Work to do:
The required output is the line containing "Can you find the asphalt" through the final line of the material below, printed exactly, with no other lines.

Named object pointing entries:

·····

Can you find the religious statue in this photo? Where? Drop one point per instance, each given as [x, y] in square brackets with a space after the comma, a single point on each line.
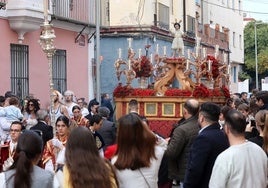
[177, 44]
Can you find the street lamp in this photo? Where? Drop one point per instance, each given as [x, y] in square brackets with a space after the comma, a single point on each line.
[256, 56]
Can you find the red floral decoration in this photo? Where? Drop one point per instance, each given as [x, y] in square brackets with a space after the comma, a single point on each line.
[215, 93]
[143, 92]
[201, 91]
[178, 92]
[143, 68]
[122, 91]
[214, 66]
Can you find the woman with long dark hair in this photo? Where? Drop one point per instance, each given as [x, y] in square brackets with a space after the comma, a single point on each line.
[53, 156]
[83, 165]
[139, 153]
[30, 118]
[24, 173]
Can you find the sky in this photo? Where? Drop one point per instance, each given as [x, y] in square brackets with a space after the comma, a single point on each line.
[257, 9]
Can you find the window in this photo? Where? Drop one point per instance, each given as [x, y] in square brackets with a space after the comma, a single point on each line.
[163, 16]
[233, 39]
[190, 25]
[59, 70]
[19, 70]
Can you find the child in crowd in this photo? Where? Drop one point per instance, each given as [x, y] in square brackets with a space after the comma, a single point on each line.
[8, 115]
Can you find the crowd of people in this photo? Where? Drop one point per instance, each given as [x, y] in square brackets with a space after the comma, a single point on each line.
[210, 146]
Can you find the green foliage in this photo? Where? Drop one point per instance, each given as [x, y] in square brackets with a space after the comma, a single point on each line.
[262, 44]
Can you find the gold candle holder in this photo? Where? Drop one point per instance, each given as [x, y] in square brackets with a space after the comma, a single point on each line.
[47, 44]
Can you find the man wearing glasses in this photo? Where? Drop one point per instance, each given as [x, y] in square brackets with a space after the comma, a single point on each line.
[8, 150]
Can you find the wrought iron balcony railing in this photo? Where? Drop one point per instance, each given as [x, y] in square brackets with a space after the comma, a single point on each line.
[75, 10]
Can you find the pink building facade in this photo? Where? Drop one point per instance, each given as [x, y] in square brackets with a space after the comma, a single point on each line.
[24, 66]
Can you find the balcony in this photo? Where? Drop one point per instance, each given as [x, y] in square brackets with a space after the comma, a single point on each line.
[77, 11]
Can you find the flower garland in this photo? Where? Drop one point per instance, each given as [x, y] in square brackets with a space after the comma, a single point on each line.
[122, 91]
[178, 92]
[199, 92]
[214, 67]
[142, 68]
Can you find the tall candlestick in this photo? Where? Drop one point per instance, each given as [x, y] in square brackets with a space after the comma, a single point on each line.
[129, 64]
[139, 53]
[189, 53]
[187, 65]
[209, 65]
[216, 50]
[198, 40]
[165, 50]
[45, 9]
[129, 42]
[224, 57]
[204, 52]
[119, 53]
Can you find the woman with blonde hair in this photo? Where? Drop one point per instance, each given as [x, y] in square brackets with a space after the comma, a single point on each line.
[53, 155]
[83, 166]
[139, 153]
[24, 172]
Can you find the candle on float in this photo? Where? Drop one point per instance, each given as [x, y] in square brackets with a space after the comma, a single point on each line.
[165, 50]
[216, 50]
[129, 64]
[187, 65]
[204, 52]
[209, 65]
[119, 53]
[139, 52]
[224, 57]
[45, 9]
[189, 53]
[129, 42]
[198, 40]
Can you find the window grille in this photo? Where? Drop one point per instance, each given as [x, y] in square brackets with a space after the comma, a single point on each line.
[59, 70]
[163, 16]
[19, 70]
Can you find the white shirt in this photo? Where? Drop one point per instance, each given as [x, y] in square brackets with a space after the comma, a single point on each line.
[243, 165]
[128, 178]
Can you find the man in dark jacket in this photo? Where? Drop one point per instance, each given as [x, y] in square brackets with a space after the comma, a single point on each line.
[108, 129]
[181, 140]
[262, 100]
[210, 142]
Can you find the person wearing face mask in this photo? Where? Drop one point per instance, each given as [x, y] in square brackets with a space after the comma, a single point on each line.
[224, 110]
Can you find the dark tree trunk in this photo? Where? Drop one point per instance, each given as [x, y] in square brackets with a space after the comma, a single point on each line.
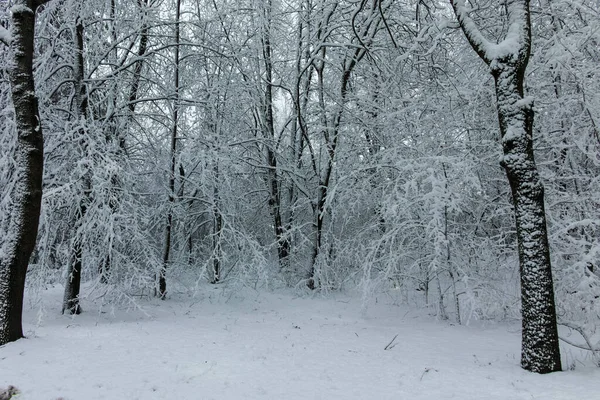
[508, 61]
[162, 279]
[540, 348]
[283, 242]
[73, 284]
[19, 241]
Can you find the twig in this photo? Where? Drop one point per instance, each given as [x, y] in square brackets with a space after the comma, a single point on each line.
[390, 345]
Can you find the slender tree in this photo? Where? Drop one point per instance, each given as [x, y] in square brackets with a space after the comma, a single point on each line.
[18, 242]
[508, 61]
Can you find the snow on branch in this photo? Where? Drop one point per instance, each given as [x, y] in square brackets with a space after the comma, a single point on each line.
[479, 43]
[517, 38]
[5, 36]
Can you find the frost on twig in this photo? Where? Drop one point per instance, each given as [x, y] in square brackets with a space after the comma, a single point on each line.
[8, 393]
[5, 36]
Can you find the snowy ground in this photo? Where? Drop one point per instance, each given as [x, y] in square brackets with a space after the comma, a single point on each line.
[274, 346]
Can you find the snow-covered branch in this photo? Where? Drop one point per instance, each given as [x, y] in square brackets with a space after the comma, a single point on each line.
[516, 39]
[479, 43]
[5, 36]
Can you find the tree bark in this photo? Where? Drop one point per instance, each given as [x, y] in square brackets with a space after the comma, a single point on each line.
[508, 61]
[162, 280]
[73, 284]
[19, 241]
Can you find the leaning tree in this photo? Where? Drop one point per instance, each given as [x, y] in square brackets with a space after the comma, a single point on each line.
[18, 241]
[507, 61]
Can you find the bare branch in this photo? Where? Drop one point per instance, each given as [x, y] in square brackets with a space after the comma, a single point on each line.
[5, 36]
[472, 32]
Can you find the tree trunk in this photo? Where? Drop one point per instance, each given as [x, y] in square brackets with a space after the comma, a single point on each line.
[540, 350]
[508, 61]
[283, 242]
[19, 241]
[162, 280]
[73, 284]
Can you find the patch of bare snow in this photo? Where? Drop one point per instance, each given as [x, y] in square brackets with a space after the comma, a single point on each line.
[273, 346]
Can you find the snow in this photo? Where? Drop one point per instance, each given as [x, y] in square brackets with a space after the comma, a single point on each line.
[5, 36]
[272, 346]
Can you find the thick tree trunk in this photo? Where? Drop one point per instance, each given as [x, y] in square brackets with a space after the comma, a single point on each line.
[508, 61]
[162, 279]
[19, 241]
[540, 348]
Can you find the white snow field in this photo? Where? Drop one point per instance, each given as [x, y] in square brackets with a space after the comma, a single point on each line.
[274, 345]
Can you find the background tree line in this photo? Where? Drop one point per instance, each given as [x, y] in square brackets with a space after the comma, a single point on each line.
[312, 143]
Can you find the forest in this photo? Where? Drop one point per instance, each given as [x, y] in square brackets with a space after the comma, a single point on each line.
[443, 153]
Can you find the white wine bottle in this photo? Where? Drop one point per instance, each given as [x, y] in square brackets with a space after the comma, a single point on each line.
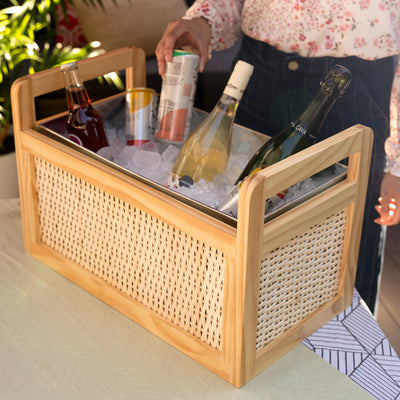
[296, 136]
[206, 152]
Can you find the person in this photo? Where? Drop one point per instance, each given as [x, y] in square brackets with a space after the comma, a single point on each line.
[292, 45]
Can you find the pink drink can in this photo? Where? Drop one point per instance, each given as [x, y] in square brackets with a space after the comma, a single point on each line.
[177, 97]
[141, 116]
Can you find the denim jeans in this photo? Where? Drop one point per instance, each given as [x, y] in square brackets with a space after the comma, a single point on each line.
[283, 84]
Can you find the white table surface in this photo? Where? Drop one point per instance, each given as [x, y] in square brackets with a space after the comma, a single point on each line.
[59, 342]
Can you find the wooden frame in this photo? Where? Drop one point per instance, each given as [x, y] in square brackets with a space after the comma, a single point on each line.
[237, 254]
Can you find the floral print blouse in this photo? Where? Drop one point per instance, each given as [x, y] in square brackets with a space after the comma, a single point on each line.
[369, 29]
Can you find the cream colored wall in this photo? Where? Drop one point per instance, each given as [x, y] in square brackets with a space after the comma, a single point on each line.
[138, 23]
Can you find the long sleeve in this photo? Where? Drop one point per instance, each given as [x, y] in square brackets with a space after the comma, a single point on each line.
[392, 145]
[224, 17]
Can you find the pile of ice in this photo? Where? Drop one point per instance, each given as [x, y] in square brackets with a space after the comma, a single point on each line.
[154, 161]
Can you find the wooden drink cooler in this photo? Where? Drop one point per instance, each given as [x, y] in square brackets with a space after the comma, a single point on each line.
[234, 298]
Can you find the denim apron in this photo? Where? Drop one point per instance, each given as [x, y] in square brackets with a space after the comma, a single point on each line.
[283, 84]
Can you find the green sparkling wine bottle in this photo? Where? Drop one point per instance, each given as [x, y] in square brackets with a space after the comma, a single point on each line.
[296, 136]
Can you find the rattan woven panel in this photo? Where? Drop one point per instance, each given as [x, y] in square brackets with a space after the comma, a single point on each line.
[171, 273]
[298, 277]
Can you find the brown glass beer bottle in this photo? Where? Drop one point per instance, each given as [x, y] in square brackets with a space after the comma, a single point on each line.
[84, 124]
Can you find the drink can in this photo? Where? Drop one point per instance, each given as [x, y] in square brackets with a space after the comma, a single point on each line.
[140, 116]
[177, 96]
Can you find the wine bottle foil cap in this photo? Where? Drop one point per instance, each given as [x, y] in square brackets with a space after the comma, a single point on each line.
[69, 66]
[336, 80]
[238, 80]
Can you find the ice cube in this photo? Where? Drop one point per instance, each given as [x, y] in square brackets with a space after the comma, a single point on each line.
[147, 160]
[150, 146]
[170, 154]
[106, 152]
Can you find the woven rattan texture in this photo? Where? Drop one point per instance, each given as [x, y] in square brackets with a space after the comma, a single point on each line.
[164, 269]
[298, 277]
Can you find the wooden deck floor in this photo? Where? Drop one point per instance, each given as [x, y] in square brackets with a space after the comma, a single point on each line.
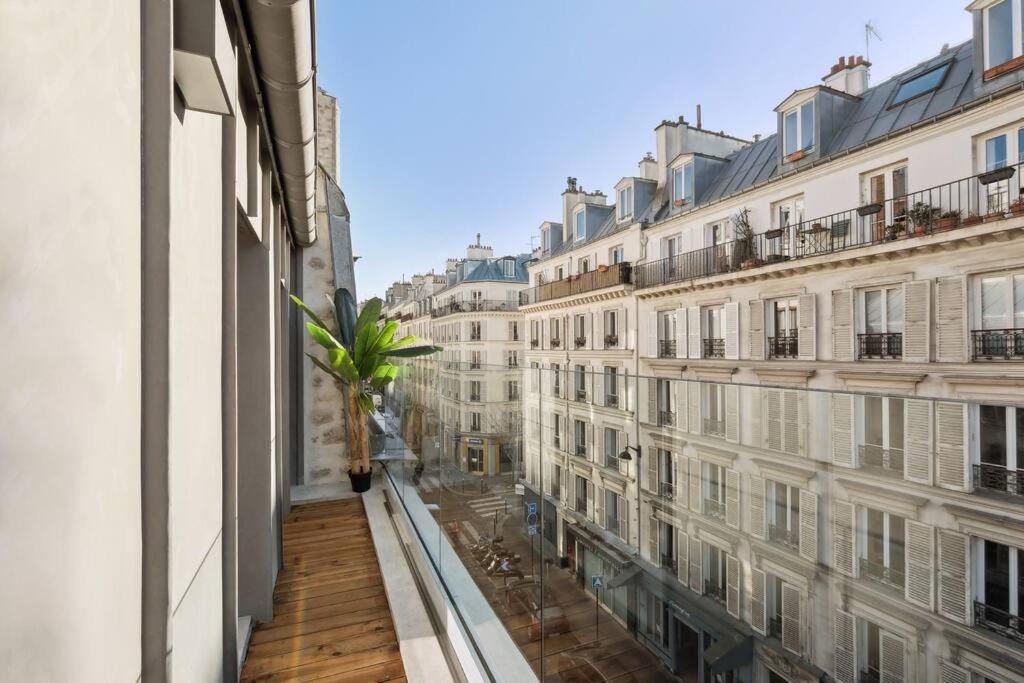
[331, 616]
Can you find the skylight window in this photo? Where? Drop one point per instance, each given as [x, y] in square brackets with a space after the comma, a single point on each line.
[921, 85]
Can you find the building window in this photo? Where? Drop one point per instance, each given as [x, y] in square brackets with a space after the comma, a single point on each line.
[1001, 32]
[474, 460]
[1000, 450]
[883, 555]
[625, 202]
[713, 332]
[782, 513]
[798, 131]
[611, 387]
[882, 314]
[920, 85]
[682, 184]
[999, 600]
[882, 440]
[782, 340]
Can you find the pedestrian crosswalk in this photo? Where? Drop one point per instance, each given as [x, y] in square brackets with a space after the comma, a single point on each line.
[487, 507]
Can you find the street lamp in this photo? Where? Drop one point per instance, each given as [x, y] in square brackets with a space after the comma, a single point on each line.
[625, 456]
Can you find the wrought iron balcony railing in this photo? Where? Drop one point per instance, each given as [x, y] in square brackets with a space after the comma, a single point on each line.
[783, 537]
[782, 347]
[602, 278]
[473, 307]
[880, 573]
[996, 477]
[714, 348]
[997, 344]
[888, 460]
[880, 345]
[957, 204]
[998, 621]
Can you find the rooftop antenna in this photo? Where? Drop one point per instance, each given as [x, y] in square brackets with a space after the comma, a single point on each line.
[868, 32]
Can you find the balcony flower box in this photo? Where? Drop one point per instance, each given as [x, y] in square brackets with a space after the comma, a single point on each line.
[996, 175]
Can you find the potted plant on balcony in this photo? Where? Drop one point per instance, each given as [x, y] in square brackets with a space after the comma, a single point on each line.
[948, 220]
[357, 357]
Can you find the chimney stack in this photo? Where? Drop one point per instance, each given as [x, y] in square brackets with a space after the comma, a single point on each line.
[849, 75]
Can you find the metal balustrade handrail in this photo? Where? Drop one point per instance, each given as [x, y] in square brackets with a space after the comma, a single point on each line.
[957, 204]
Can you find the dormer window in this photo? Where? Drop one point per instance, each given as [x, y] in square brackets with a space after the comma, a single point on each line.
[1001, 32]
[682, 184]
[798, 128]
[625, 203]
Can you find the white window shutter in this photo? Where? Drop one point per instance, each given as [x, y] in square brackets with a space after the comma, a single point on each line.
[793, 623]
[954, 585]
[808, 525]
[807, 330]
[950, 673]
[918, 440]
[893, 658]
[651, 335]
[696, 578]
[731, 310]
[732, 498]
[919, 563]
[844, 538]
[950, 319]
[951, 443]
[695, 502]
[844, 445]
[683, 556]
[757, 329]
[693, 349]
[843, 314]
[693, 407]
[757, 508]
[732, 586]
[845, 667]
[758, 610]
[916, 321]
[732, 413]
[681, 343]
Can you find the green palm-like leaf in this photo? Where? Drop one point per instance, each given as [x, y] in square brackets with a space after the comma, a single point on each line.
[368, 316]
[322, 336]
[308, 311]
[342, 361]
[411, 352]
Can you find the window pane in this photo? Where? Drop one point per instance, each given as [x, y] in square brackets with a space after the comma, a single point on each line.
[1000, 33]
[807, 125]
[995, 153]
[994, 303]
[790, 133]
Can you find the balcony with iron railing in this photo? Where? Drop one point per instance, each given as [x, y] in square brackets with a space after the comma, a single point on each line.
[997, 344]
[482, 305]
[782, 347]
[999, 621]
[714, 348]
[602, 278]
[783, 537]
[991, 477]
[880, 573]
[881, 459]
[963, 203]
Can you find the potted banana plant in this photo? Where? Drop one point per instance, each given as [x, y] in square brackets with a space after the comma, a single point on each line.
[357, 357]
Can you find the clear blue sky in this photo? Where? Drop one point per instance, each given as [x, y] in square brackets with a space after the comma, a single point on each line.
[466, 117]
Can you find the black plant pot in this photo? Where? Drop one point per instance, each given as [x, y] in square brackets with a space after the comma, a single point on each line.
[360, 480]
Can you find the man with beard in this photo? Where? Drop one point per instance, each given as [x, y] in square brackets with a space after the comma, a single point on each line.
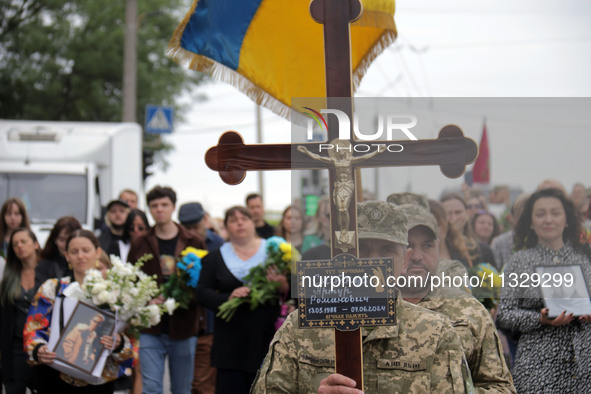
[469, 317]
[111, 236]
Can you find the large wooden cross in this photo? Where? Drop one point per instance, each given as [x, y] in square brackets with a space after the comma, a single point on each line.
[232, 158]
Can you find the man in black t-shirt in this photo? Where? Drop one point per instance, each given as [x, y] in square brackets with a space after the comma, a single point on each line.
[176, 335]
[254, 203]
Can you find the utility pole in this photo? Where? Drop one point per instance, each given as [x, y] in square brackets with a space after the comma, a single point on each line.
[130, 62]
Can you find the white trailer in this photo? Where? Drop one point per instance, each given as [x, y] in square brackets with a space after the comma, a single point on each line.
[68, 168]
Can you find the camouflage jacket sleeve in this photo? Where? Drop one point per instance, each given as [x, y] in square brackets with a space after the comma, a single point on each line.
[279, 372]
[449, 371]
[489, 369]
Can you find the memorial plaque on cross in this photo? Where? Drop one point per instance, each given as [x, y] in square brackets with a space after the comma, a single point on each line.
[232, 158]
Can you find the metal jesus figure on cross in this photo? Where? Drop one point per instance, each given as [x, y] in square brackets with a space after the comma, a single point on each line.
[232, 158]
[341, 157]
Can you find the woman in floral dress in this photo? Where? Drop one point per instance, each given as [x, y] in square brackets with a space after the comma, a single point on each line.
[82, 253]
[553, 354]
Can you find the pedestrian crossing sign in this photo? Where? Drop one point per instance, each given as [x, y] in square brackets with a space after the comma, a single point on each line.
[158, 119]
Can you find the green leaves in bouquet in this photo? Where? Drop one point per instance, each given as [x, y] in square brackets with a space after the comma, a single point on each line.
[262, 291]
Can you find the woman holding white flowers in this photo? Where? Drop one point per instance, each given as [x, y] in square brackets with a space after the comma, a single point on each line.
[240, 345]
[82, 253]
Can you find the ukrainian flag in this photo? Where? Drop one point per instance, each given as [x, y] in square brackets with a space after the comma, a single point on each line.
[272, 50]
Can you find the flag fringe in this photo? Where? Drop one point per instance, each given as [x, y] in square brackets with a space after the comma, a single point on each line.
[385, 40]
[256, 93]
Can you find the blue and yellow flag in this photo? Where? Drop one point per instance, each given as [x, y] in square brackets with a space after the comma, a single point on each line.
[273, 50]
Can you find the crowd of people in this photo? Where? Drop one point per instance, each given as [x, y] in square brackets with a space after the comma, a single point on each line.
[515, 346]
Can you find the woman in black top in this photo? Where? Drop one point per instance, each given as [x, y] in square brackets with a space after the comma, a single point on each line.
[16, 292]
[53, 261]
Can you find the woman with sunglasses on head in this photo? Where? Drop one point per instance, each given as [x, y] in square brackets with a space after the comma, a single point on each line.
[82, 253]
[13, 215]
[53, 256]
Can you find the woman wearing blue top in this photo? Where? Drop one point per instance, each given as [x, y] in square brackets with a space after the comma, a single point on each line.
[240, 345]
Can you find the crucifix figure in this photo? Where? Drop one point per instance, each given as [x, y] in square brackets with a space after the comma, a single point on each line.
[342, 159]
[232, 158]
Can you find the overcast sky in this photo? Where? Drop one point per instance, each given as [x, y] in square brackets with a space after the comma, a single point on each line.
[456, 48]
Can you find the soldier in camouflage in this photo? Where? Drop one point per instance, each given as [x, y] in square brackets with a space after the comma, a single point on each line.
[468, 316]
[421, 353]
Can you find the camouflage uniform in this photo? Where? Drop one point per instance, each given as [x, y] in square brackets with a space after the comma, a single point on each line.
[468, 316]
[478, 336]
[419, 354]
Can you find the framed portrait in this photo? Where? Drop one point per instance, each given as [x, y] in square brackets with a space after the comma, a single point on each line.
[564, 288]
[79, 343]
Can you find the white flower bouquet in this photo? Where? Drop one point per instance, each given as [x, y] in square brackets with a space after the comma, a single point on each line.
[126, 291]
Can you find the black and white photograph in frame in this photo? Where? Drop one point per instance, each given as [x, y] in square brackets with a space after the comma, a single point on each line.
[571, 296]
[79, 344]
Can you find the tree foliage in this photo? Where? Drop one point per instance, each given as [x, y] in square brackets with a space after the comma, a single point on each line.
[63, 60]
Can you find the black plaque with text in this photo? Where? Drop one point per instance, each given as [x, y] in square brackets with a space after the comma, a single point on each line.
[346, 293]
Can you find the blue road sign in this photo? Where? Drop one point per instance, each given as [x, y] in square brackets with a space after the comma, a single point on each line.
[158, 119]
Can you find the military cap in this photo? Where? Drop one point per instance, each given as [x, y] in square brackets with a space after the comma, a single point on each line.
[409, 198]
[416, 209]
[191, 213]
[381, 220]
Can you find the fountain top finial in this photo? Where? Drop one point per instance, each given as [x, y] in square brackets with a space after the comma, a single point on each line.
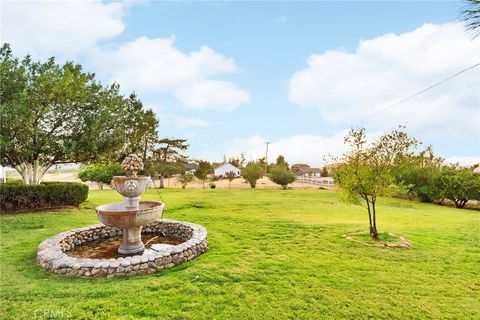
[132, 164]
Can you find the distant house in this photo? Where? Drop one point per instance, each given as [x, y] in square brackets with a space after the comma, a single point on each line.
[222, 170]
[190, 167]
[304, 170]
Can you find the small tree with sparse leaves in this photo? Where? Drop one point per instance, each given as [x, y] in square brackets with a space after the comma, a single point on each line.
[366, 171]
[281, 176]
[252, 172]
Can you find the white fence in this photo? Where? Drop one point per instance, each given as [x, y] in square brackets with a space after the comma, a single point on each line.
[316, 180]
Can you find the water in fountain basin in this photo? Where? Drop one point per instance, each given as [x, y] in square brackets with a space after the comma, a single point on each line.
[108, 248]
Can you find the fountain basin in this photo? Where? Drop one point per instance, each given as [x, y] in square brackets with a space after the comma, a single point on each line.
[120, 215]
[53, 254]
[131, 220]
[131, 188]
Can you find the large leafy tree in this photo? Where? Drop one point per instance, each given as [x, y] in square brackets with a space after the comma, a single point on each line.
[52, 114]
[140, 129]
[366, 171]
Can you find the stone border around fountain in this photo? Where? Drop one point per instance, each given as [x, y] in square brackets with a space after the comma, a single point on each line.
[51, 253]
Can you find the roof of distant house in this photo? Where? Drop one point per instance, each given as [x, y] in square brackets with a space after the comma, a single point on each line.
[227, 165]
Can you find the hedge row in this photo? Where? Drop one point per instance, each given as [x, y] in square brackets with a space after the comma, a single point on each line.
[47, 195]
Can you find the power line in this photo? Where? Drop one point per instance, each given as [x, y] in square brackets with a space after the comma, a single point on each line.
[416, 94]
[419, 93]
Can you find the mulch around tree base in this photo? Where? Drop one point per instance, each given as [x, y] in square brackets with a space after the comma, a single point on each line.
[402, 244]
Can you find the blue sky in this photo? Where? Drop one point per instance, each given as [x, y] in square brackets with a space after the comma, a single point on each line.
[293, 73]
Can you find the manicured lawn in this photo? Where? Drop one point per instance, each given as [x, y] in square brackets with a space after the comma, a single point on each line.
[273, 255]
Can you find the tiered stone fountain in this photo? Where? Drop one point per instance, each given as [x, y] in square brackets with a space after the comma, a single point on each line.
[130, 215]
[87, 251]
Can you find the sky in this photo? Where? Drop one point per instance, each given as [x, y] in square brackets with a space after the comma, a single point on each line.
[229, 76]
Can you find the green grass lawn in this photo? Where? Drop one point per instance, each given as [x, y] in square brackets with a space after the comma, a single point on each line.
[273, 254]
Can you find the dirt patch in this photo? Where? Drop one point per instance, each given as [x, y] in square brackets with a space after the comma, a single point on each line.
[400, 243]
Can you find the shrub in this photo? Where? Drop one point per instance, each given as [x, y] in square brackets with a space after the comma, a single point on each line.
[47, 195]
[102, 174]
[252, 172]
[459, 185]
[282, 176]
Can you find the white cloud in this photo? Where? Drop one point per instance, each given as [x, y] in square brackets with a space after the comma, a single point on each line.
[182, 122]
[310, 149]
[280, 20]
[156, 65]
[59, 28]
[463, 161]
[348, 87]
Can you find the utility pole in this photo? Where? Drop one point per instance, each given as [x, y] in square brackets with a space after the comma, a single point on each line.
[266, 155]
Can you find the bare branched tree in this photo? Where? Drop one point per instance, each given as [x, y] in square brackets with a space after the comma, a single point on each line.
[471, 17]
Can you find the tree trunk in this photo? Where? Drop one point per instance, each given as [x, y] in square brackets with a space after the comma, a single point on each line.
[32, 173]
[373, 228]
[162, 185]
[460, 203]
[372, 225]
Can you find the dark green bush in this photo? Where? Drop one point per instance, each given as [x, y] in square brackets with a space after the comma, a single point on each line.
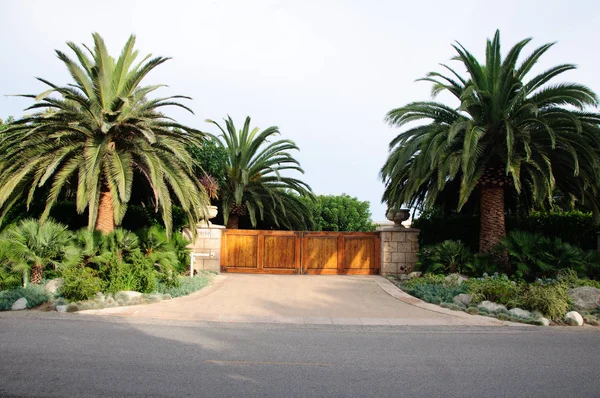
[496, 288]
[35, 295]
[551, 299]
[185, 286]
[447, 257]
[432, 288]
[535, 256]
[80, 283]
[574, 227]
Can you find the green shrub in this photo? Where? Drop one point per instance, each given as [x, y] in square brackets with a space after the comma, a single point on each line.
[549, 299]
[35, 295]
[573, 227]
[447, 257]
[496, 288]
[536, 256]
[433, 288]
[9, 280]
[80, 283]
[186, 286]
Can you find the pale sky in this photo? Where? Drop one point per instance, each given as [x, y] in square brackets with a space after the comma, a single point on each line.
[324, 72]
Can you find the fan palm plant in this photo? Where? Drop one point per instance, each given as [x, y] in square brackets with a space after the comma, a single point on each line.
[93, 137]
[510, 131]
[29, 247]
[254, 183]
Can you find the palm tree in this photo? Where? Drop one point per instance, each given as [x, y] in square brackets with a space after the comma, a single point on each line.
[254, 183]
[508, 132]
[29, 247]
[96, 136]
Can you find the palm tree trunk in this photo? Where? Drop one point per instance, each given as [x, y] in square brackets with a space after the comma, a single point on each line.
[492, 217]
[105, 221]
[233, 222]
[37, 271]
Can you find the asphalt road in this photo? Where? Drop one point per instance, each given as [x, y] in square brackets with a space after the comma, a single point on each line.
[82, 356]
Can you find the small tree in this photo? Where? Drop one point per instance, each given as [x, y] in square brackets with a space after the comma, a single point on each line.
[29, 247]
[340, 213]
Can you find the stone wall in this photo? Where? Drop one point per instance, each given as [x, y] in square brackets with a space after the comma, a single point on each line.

·····

Answer to the exercise:
Can you find the asphalt road in this photo? Where? Drop one point per instance, each given as [x, y] in square brackets with a space after the comma, a single point on each line.
[82, 356]
Can you find the small tree in this photo? Where? Drop one point per instance, each given as [x, y] in square brackets with a space after the comma, a single point on each line.
[29, 247]
[340, 213]
Can you find the stone wall in this photo? Where? Drop one point per instance, each given as [x, y] in square brackets with a space after the comma, a single point on each line.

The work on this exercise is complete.